— START OF The input —

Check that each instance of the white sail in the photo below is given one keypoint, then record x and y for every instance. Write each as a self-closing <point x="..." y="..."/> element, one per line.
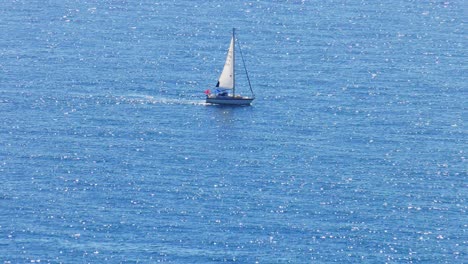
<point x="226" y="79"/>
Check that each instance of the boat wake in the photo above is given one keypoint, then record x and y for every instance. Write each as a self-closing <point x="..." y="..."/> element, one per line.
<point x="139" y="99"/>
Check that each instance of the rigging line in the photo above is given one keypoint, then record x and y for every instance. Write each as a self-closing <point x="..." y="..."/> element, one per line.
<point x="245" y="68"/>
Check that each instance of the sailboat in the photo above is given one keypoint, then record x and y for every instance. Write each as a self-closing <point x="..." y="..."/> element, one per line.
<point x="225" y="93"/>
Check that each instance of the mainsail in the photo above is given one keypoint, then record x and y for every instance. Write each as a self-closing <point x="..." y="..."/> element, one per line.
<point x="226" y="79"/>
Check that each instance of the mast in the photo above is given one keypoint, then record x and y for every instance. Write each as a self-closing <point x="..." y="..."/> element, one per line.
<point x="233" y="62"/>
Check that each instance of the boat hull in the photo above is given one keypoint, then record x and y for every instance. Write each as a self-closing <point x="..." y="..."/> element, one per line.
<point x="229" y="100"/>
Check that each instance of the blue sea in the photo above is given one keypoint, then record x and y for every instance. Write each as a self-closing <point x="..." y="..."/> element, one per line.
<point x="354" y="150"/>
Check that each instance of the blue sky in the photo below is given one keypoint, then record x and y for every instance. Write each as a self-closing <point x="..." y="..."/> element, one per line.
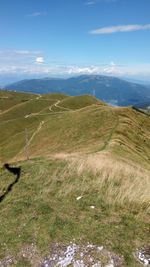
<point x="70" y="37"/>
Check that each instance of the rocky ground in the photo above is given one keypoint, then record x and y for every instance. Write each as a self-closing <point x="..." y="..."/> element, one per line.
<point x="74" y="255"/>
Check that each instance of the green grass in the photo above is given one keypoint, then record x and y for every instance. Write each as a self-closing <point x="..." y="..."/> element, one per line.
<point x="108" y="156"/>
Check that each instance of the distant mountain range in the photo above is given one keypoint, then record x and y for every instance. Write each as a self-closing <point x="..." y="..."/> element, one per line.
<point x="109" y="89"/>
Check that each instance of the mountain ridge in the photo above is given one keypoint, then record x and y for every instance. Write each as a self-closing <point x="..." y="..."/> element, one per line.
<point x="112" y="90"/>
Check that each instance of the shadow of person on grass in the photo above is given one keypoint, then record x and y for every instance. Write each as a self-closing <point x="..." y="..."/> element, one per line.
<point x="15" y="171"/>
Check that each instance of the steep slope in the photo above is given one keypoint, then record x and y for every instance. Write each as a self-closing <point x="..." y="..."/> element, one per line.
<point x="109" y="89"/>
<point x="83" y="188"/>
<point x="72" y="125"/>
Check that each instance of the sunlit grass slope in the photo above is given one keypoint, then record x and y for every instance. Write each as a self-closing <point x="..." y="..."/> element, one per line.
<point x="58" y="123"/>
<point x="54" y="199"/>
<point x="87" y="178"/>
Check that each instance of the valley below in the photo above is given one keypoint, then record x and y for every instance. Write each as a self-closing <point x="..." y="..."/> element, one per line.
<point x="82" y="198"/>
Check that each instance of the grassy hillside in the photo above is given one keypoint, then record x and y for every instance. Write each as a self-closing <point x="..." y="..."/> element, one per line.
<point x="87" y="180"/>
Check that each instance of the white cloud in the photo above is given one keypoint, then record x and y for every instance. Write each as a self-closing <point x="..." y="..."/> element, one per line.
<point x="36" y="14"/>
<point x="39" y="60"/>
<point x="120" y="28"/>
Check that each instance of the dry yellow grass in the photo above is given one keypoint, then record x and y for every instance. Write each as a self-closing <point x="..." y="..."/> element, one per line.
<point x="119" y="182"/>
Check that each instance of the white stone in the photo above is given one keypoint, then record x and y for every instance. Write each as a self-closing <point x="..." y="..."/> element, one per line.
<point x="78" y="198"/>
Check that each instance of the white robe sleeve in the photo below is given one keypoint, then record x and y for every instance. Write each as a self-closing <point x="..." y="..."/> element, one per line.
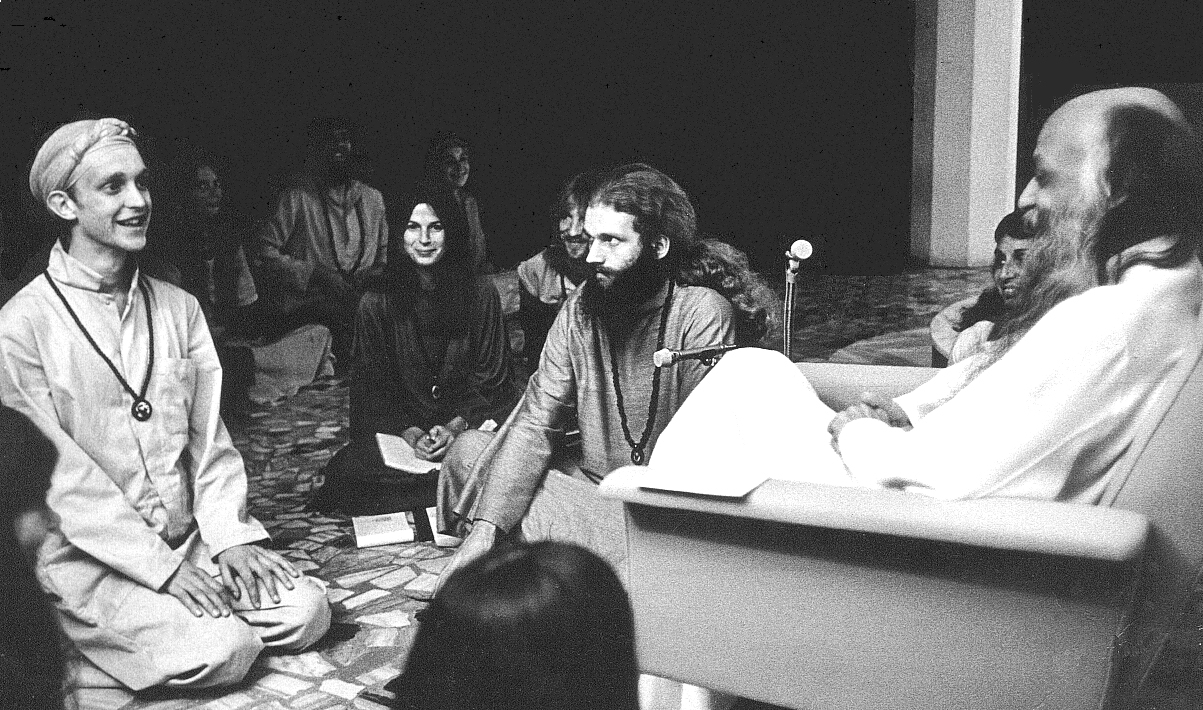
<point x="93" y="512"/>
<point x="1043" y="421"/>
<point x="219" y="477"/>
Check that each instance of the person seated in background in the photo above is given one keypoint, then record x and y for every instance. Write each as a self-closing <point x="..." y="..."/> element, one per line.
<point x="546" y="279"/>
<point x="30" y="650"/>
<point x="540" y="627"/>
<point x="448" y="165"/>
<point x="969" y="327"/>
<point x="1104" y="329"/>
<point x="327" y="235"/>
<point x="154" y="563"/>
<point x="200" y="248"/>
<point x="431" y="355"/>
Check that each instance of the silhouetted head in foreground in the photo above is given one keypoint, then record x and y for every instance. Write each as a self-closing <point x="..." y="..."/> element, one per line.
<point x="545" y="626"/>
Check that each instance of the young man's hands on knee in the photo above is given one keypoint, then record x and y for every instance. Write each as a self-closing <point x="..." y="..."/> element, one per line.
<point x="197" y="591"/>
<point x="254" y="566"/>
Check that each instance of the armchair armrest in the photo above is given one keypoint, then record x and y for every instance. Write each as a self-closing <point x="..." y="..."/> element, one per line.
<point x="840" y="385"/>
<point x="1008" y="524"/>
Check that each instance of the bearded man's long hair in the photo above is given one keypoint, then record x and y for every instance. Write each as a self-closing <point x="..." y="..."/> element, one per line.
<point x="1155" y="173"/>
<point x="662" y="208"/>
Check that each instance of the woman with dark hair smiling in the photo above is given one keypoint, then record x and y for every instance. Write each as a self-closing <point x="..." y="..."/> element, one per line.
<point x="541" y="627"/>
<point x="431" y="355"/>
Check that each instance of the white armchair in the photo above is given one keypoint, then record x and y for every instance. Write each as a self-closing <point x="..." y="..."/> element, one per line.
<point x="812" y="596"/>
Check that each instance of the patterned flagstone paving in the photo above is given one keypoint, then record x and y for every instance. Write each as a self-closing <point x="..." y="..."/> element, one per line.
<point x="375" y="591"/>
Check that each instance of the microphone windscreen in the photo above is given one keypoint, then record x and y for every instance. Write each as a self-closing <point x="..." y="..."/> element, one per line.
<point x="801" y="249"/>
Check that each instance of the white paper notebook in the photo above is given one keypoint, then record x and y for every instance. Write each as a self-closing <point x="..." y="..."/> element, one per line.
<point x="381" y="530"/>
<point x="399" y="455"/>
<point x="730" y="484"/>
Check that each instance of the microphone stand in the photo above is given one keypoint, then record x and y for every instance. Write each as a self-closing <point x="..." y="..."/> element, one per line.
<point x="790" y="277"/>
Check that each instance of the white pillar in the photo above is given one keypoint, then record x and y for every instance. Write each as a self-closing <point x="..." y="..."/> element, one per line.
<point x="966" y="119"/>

— END OF The input —

(Requirement):
All of the material above is to be copied exactly, except for its images.

(Answer to the task):
Check that each instance of the white sail in the photo below is given one keypoint, then record x and y for every instance. Write each as a self-closing <point x="..." y="..."/> element, one per line.
<point x="226" y="79"/>
Check that each instance of the boat wake in the photo above is given one keypoint, then record x and y for every instance. Write each as a self-closing <point x="..." y="..."/> element, one per line.
<point x="139" y="99"/>
Check that each instance of the rigging line in the photo above is given one keypoint, then record x and y for every instance. Write each as a self-closing <point x="..." y="..."/> element, one per line.
<point x="245" y="68"/>
Check that each instance of the sailboat in the photo above is given one keypoint, then record x and y for every instance. Write each as a self-closing <point x="..." y="..."/> element, one per line.
<point x="225" y="93"/>
Check that each instance of the mainsail in the photo above is given one keypoint, then record x and y for every instance. Write each as a self-closing <point x="..." y="..."/> element, one per line.
<point x="226" y="79"/>
Check that each instance of the mast in the photo above is given one keypoint, then record x and y for every instance. Write each as a self-closing <point x="..." y="..."/> element, one per line.
<point x="233" y="62"/>
Check that each instance of the boat hull in the photo above is given one keypoint, then record x and y for every instance. Write each as a self-closing <point x="..." y="..."/> element, one per line.
<point x="229" y="100"/>
Check that each instance of the blue sea in the photo above is given one keypoint, then record x and y for every instance. Write each as a self-closing <point x="..." y="..."/> element, one per line.
<point x="354" y="150"/>
Check that each instance of the blue sky in the photo below is given one keypoint, then record x and y for every instance. Write each as a self-closing <point x="..." y="..."/> element, one per line.
<point x="70" y="37"/>
Check that each instance of the rocky ground in the photo above is given one keypoint, then record x and y for every instance. Write each as a self-closing <point x="..." y="..."/> element, one per line.
<point x="74" y="255"/>
Check that each instance of the green grass in the photo above is given one keypoint, then record x and y for every instance. Write each as a self-closing <point x="..." y="..."/> element, one per line.
<point x="108" y="156"/>
Check that each instance of the distant mountain range in the photo above is given one keypoint, then record x and y for every instance. Write each as a self-closing <point x="..." y="..."/> element, one per line.
<point x="109" y="89"/>
Check that each instance of the mountain ridge in the photo above is given one keypoint, then record x and y for every instance. Write each as a self-closing <point x="..." y="..."/> element, one per line.
<point x="112" y="90"/>
Check that each instance of the shadow of person on grass in the photo above is given one keypoint, then record x and y for every instance. Write each as a self-closing <point x="..." y="..."/> element, one per line.
<point x="15" y="171"/>
Check that each instance of the steep slope in the photo above is given one keypoint, then record x and y for every instance. Write each as a self-closing <point x="..." y="..."/> element, one per line.
<point x="109" y="89"/>
<point x="83" y="188"/>
<point x="72" y="125"/>
Check that each instance of the sunlit grass slope in the photo above is given one keypoint, then record x and y for every instance. Write each as a self-closing <point x="..." y="..."/> element, one per line.
<point x="58" y="123"/>
<point x="54" y="199"/>
<point x="87" y="178"/>
Check that each instance of the valley below in the photo above is given one keypoint, then record x and y for every instance. Write each as a self-closing <point x="..." y="..."/> element, one per line.
<point x="82" y="198"/>
Check that each instance of the grassy hillside in the photo above is given one keypoint, then record x and y for every instance. Write each as a self-closing <point x="..." y="..."/> element, one per line.
<point x="87" y="180"/>
Check that each instance of the white cloud in the photo above is given one keypoint, then record x and y for every instance. Write each as a self-closing <point x="..." y="..."/> element, one per line.
<point x="36" y="14"/>
<point x="39" y="60"/>
<point x="120" y="28"/>
Check that each instance of the dry yellow grass in the photo above is given one keypoint, then record x and y for every instance. Write each as a self-closing <point x="..." y="..."/> element, one per line.
<point x="119" y="182"/>
Check that each instance of the white stone in the photo above is given one keypoint, then record x and y for every instance. Write each as a self-closing <point x="..." y="..."/> element, one per line.
<point x="78" y="198"/>
Check that each instance of the white robe sleeve in the photo below is given one keypoint, then record x and y for every instance. Write each as a self-closing <point x="..." y="..."/> element, one per line.
<point x="93" y="512"/>
<point x="1043" y="421"/>
<point x="219" y="477"/>
Check that each instance of the person seated in background in the photo above is given one keypoint, then record x and y for every instance. Write each as a self-closing <point x="..." y="..."/> element, one per line.
<point x="546" y="279"/>
<point x="30" y="650"/>
<point x="540" y="627"/>
<point x="448" y="165"/>
<point x="969" y="327"/>
<point x="1104" y="329"/>
<point x="327" y="235"/>
<point x="154" y="563"/>
<point x="200" y="248"/>
<point x="431" y="355"/>
Check that each instance of the silhouetted head in foreground in the photo above is given one keypoint, then record x and y for every instance. Write each as a self-closing <point x="..." y="..."/> element, one per line.
<point x="545" y="626"/>
Check that each instance of the young man's hands on knee in the photo above is given one keypoint, then record x and y for every instance. Write each as a self-closing <point x="..." y="..."/> element, one per line.
<point x="197" y="591"/>
<point x="254" y="566"/>
Check that each instance of the armchair armrest in the photo above is given one keypoint, then record x and y for every instance. Write each as a self-closing <point x="..." y="..."/> element, one per line.
<point x="840" y="385"/>
<point x="1008" y="524"/>
Check that each instance of the bearded man's long hair in the photo above is given one keypoint, then record x and y for every instance. Write each as a self-closing <point x="..." y="..."/> element, one per line.
<point x="1155" y="173"/>
<point x="662" y="208"/>
Check that each instance of the woman with dark hair smiling in the photo above is given one keypoint, then record x and y for every instance. Write each as a self-closing <point x="..." y="..."/> element, one per line.
<point x="541" y="627"/>
<point x="431" y="355"/>
Check that each instance of the white armchair in the photo above is given one keypoint, then record x and y for every instance. Write each as a self-closing <point x="..." y="..."/> element, one per line.
<point x="812" y="596"/>
Check that each instance of the patterned flagstone paving in the photo above is given one keypoint, then record x and y for every instance. Write each as a self-closing <point x="..." y="..."/> element, one per line.
<point x="375" y="591"/>
Check that each instance of the microphone windscreen in the photo above is given one keypoint, then record x and y for every instance. Write each as a self-closing <point x="..." y="..."/> element, one per line.
<point x="801" y="249"/>
Check that each instance of the white paper notebook in the photo above is given one keypoint, then record x and y for every instance. Write each as a self-closing <point x="..." y="..."/> element, one per line.
<point x="381" y="530"/>
<point x="399" y="455"/>
<point x="730" y="484"/>
Check that each instance of the microphone stand in the photo above is given one keypoint, then record x and y for every instance. Write each as a self-closing <point x="..." y="..."/> element, one per line.
<point x="790" y="277"/>
Check that each instance of the white pillar in the photo above is given one keypoint, then record x and y for every instance. Write each as a self-closing <point x="..." y="..."/> element, one per line.
<point x="966" y="119"/>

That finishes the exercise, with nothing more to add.